— Rows from a box labeling dataset —
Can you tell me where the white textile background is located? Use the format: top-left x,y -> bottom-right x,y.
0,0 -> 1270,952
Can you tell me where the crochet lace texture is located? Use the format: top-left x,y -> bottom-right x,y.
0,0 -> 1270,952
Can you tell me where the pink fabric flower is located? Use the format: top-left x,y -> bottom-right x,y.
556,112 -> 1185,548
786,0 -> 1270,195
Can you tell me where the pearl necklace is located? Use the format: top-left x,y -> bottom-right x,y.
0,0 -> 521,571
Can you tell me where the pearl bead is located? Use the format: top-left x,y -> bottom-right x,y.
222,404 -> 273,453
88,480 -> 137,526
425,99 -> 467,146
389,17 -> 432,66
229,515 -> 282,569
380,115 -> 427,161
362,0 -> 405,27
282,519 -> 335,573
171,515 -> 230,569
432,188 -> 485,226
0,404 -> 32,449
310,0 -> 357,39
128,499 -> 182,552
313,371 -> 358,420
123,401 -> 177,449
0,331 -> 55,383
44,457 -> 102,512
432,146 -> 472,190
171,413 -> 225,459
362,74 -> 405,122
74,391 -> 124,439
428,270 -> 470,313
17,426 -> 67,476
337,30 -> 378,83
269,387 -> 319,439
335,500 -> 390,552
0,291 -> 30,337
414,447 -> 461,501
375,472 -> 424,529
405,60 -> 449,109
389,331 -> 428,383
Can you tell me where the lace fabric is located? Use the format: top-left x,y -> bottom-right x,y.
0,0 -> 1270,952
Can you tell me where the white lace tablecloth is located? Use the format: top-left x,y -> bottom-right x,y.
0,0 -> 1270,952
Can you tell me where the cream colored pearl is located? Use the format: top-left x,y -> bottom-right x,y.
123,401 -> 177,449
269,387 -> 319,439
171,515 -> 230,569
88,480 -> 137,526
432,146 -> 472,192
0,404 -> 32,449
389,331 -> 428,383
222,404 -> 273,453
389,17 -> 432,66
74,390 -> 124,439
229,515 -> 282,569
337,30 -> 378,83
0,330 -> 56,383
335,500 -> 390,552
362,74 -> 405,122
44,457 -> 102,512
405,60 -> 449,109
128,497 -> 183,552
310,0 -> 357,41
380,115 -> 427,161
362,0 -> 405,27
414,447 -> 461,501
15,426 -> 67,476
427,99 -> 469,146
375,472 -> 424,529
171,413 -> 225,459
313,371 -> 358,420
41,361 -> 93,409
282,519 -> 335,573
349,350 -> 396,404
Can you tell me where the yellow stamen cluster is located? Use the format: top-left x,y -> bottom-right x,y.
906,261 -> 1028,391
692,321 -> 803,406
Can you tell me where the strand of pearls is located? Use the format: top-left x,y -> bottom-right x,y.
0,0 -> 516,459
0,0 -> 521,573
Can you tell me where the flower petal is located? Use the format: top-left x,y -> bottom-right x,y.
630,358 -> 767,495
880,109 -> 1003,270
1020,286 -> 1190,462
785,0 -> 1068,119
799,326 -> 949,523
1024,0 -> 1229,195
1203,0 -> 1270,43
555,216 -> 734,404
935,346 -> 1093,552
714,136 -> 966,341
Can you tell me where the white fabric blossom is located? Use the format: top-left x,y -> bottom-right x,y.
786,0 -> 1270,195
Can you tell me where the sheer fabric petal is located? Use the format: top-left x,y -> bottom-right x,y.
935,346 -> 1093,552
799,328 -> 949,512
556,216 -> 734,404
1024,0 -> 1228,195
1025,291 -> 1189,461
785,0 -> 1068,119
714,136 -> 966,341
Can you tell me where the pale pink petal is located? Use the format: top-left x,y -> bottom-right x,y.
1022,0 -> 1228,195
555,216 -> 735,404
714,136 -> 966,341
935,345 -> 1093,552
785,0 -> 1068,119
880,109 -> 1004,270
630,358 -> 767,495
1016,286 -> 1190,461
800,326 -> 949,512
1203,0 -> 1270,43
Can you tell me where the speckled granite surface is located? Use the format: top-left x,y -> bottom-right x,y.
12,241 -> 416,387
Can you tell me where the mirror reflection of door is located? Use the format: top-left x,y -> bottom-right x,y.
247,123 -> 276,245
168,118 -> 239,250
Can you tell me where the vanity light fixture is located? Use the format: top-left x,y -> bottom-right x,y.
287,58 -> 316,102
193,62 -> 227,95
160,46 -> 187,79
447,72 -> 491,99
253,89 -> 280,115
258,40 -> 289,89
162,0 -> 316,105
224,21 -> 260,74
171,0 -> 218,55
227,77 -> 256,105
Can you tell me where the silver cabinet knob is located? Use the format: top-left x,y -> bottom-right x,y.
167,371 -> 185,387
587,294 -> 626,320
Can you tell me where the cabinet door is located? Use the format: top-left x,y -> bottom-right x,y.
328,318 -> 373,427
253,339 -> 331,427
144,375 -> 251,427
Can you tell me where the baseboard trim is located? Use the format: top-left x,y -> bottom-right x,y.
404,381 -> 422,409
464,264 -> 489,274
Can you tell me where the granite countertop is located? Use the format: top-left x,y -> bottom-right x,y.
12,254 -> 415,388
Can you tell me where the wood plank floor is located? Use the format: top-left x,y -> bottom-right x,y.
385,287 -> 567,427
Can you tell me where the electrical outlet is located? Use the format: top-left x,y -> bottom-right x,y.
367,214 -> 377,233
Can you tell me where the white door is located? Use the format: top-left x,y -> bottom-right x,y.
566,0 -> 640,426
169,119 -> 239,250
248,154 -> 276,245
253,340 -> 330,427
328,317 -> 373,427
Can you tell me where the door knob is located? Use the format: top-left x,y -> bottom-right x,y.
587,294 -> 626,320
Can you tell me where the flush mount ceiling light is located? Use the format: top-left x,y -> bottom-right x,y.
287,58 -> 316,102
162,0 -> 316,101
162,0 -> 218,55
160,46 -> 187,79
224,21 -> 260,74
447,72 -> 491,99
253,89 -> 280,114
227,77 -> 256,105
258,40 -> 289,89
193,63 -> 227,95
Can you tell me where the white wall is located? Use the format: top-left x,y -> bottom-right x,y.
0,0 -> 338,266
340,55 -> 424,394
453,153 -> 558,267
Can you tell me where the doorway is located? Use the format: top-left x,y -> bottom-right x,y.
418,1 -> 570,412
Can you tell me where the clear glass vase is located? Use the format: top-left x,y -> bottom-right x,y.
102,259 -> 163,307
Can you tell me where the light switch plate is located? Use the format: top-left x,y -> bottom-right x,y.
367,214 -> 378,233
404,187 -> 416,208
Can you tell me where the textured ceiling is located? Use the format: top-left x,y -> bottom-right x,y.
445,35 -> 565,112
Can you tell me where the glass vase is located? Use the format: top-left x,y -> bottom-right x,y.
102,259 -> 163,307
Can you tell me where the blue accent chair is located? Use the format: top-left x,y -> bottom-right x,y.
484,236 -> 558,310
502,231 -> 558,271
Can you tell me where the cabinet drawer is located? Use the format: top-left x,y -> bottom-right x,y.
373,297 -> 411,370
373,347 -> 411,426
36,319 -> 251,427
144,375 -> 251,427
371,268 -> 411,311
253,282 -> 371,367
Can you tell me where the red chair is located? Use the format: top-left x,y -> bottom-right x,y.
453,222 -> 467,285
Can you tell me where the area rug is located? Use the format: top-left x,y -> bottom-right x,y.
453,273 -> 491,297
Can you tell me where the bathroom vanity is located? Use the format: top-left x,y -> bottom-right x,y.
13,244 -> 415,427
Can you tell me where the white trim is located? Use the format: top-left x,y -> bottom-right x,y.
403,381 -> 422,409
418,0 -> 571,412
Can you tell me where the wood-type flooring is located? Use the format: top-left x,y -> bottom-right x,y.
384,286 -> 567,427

— Objective —
How many lines in the items above contain the word "vase"? Reply with the number alone.

— Output of the task —
2